• TEXTAUSZUG:
#####

Einer der umstehenden Vermummten, die dem Mord im IS-Gebiet beiwohnten, wurde anhand einer Auffälligkeit an der Augenbraue identifiziert. Es handelt sich um Osama Krayem.

Vor und nach der Ausstrahlung des Videos kommentiert ein Experte vom französischen Inlandsgeheimdienst DGSI, der sich in einem Nebengebäude aufhält und in der Live-Übertragung nur schemenhaft zu erkennen ist; stundenlang beschreibt er trocken die Lebensläufe identifizierter Jihadisten, die zwischen Europa und dem IS-Gebiet in Syrien oder dem Irak unterwegs waren. Die Mehrheit der Attentäter in Paris vom 13. November 2015 waren belgische oder französische Staatsbürger, Krayem ist schwedischer Nationalität. Nicht-EU-Ausländer unter den Attentätern waren an jenem Tag lediglich die beiden Iraker, die sich vor dem Stadion von Saint-Denis in die Luft sprengten und deren Identität nicht definitiv geklärt ist.

#####

(Einträge im Datensatz)
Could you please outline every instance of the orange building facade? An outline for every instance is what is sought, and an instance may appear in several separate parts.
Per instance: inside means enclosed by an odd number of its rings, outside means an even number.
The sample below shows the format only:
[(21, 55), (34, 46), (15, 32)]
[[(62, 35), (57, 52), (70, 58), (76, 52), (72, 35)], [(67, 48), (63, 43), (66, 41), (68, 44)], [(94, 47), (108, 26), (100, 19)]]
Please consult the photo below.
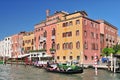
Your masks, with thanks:
[(56, 12), (54, 15), (49, 15), (49, 10), (46, 11), (46, 20), (35, 25), (34, 34), (36, 50), (43, 50), (53, 57), (56, 55), (56, 23), (65, 14), (64, 12)]

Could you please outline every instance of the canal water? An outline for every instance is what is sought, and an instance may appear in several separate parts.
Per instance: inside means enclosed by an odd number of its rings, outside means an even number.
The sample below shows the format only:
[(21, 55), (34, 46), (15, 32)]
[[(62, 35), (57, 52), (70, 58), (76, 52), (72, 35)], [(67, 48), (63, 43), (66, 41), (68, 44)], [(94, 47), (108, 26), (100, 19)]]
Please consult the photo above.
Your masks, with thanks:
[(46, 72), (33, 66), (1, 64), (0, 80), (120, 80), (120, 74), (98, 70), (95, 76), (94, 69), (84, 69), (82, 74), (67, 75)]

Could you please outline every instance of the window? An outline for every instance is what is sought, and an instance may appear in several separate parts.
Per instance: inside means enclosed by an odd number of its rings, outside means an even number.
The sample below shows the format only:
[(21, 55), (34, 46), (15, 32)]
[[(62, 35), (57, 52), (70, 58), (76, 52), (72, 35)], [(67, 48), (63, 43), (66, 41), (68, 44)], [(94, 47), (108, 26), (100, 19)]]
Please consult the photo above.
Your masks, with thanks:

#####

Entnimm bitte dem Auszug über die Pariser Attentäter wörtlich die Stelle von „Einer der umstehenden“ bis „definitiv geklärt ist.“.

Einer der umstehenden Vermummten, die dem Mord im IS-Gebiet beiwohnten, wurde anhand einer Auffälligkeit an der Augenbraue identifiziert. Es handelt sich um Osama Krayem.

Vor und nach der Ausstrahlung des Videos kommentiert ein Experte vom französischen Inlandsgeheimdienst DGSI, der sich in einem Nebengebäude aufhält und in der Live-Übertragung nur schemenhaft zu erkennen ist; stundenlang beschreibt er trocken die Lebensläufe identifizierter Jihadisten, die zwischen Europa und dem IS-Gebiet in Syrien oder dem Irak unterwegs waren. Die Mehrheit der Attentäter in Paris vom 13. November 2015 waren belgische oder französische Staatsbürger, Krayem ist schwedischer Nationalität. Nicht-EU-Ausländer unter den Attentätern waren an jenem Tag lediglich die beiden Iraker, die sich vor dem Stadion von Saint-Denis in die Luft sprengten und deren Identität nicht definitiv geklärt ist.